_What needs to be done_: Give back all of the records below word for word, line by line, but leave the pictures out.

_Source data_:
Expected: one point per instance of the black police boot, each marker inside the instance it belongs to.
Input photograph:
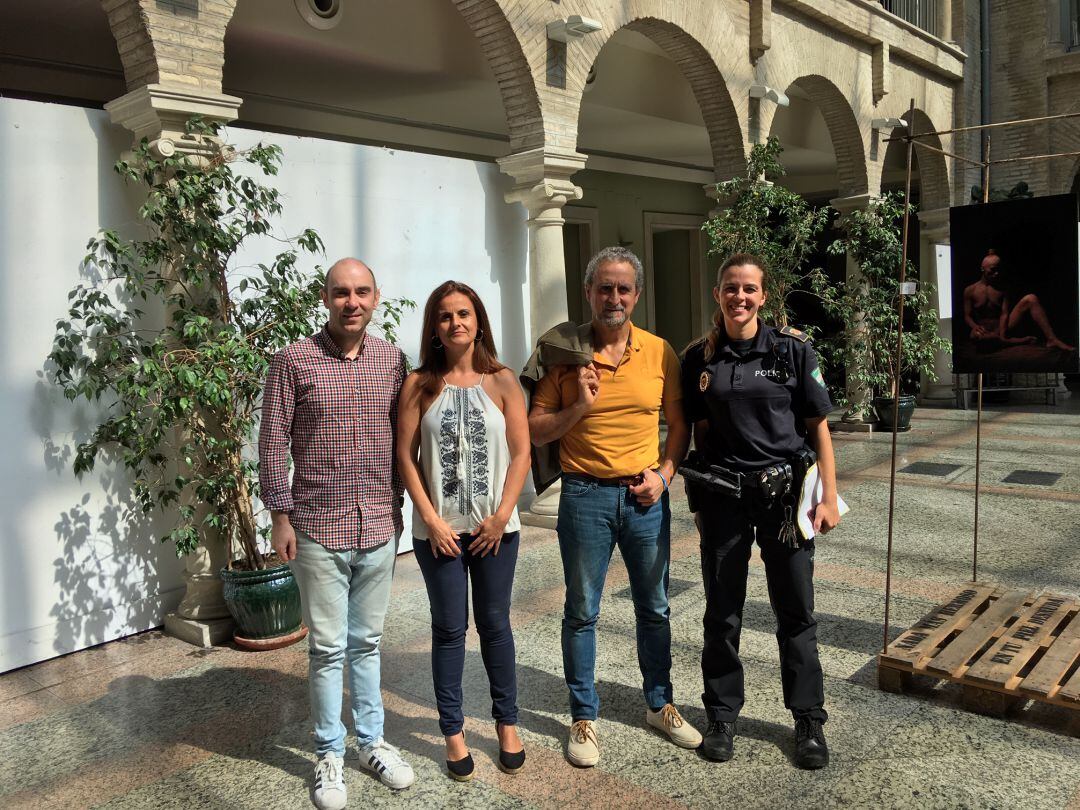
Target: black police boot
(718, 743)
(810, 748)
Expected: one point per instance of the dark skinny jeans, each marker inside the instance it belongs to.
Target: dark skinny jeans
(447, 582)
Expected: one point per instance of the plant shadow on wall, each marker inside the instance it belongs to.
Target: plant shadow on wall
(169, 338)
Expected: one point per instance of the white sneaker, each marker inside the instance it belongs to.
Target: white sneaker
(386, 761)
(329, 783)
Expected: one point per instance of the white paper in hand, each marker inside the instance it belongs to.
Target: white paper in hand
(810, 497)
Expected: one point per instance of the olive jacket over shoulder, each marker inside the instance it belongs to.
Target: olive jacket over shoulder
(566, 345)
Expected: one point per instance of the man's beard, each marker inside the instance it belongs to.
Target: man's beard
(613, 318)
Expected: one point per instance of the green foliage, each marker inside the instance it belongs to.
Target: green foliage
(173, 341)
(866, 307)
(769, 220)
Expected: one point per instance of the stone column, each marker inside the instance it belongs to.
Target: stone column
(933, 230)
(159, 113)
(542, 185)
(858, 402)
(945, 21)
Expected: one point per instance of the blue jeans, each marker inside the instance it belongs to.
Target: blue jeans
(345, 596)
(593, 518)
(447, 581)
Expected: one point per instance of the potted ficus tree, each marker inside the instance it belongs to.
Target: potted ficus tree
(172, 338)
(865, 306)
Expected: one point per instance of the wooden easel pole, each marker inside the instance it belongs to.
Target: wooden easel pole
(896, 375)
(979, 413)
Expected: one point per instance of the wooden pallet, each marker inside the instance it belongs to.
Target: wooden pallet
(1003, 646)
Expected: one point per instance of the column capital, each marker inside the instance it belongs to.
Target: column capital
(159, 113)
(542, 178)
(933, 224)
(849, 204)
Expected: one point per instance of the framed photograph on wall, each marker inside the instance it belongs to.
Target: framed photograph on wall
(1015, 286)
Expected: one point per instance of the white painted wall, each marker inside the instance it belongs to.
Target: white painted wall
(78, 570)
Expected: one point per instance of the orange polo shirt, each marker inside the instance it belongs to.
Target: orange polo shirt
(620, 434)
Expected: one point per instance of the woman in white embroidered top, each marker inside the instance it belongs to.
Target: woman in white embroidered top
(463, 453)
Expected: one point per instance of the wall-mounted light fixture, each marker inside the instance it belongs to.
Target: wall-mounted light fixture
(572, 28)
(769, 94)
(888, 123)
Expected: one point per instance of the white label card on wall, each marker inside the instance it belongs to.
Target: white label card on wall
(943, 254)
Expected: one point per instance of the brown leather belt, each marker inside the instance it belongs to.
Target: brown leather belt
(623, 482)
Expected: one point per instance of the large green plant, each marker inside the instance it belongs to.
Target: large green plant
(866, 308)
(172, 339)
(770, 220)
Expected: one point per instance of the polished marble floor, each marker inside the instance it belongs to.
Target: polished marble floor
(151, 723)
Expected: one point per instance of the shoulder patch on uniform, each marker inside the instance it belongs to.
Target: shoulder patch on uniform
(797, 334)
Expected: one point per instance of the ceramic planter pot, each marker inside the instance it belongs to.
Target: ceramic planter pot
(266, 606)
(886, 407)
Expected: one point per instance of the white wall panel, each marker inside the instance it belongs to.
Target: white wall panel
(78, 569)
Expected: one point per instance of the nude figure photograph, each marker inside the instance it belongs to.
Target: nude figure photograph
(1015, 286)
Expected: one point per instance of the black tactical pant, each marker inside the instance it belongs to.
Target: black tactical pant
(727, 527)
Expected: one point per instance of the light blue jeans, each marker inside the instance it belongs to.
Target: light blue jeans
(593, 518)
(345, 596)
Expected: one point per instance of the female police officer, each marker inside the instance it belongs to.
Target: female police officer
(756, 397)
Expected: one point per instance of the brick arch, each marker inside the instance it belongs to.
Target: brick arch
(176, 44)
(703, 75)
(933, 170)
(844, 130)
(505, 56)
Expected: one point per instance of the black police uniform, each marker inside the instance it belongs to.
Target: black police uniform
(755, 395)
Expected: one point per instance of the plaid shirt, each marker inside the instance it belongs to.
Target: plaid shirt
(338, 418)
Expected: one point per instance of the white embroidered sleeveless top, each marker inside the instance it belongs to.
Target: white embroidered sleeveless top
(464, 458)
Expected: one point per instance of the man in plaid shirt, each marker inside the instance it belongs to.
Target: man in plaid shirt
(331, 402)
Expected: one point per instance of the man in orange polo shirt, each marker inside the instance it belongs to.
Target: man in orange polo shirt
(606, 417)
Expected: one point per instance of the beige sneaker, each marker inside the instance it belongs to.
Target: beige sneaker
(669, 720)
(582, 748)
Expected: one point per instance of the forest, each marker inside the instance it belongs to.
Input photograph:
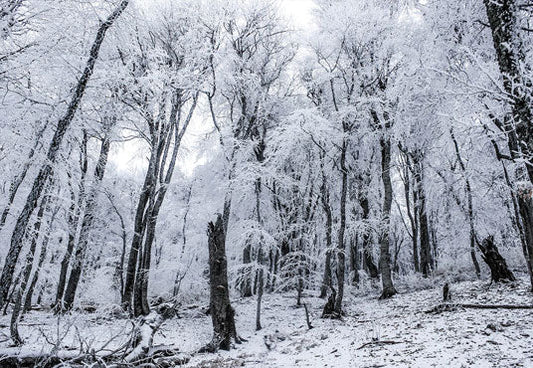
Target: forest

_Right answer_:
Expected: one point per instance of the black police boot, each marker inside the instance it belongs to.
Input photograph:
Target: black police boot
(718, 743)
(810, 748)
Expected: one point per instance of the dark skinny jeans, each marker inside the instance it belongs to.
Target: dark skinny jeans
(447, 582)
Expected: one point per instance of the plant shadow on wall, each marker inside the instance it belongs to.
Target: plant shadow on wall
(169, 338)
Expected: one point per instance of the white sneaker, each marker inside the instance it belongs to.
Target: white sneaker
(386, 761)
(329, 783)
Expected: one point per instance of the white paper in hand, each marker inside the instance it belongs to.
Target: white paper in hand
(810, 497)
Expected: one point per instance of the olive jacket over shoulder, each marker inside the instance it belongs to.
Target: olive jacket over shoulder
(566, 345)
Expected: one point per instance of the man's beard, each marker inside the instance it belongs to.
Target: man's beard
(613, 318)
Expected: one point per instance of the green foliage, each marker inside the instance it belongs to.
Target: green foliage
(173, 341)
(866, 307)
(769, 220)
Expected: one point per instance of the stone column, each marker inside the instance it belongs to.
Target: stone column
(933, 230)
(159, 113)
(542, 185)
(858, 402)
(945, 21)
Expected: one point per instance of the blue jeans, each marker inside the instance it belongs to.
Target: blue jeans
(345, 596)
(593, 518)
(447, 581)
Expected: one point per instance of the potted ficus tree, each marker inside the instance it belongs to.
Target: potted ficus tree
(172, 338)
(865, 306)
Expected: one point per instance of the wooden easel pole, each marker inside the instance it belongs to.
Target: wooden easel pole
(896, 375)
(979, 413)
Expected: one point per instance of the wooden pallet, each marker inside the instance it belongs to.
Target: wooden pallet
(1003, 646)
Expected: one point per instance of the column capital, each marker inside the instance it belongs to.
Target: column capital
(159, 113)
(542, 178)
(933, 224)
(849, 204)
Expected: one point per instance of the framed photograph on wall, each marker inside the instance it belongs to.
Target: framed photograph on wall
(1015, 286)
Expected: one point per instance of the white painted wall, each marker inside the instance it belongs to.
Target: white painted wall
(78, 570)
Expected: one point per instance of the orange polo shirt, each marker inside the instance it belongs to.
Target: orange polo shirt
(620, 434)
Expected: one point per instance of the woman in white embroidered top, each marker inside the instance it belongs to.
Target: woman in white embroidered top
(463, 453)
Expected: one point per instance of the wall-mounted light fixture, each marker inside the instance it belongs to.
Target: wall-mounted light fixture
(572, 28)
(769, 94)
(888, 123)
Expected: one point per instance of the white label card on wall, each marker inside the instance it belongs to.
Target: white label card on wall
(943, 254)
Expected: one point per instance of the brown leather belt, each marker inside the instance it belongs to.
Target: brown leather belt
(623, 482)
Expected: one point per instance of the large green plant, each marker inside the instance it belongs to.
Target: large green plant
(866, 308)
(172, 339)
(770, 220)
Expected: one point per instance of the polished marble floor, each marker inside the instance it belongs to.
Target: polished marble floor
(151, 723)
Expected: one point per instance of the shoulder patch on uniform, each marker inside the instance it belongs to.
Target: shoulder patch on uniform
(797, 334)
Expected: one point per instance of the ceramic planter pot, each marker inside the instance it belongs to.
Target: ceramic planter pot
(266, 606)
(886, 407)
Expected: one point per instance of the white wall panel, each marker inside the instance it belongs to.
Target: white wall panel
(78, 569)
Expected: one point per instance of the nude figure photograph, each marker inside the instance it belongs to.
Target: nude figure photograph
(1015, 286)
Expected: one point per instance of the black tactical pant, each marker inside the instance it belongs to.
Target: black tactical pant
(727, 527)
Expected: one point per instance of the light blue jeans, each marker inside the instance it belongs to.
Target: light blue jeans
(593, 518)
(345, 596)
Expected: one point per instance of the female police officer, each marker inside the instance it belongs to.
Target: female police officer
(756, 397)
Expected: one point per instance of the brick arch, each marker inside the instance it belongs to.
Target: brick arch
(176, 44)
(703, 75)
(933, 170)
(844, 130)
(505, 56)
Expected: one point per instance of the black police uniform, each marker inside the instance it belongs to.
Target: black police uniform
(755, 395)
Expected: one point per instance of the plaid shirt, each marker inside the instance it belongs to.
Target: plaid shirt
(338, 418)
Expected: one point per instance of the white embroidered sleeveless top, each marker inside the instance it belongs to.
Target: white embroidered sleeveless top
(464, 458)
Expected: one point per instance of the man in plaid shirt, each marker inside the instance it belongs to.
Target: man in plaid shirt
(331, 402)
Expected: one point per instance of the man in orange polo shirt, each marker inside the instance it belongs to.
Target: man in orange polo shirt
(606, 417)
Expected: one point per instance of the beige sneaker, each marker inside the instance it belongs to.
Target: beige sneaker
(669, 720)
(582, 748)
Expected: one point per instance of the forest, each marker inside the instance it belongs to.
Input photograph:
Target: forest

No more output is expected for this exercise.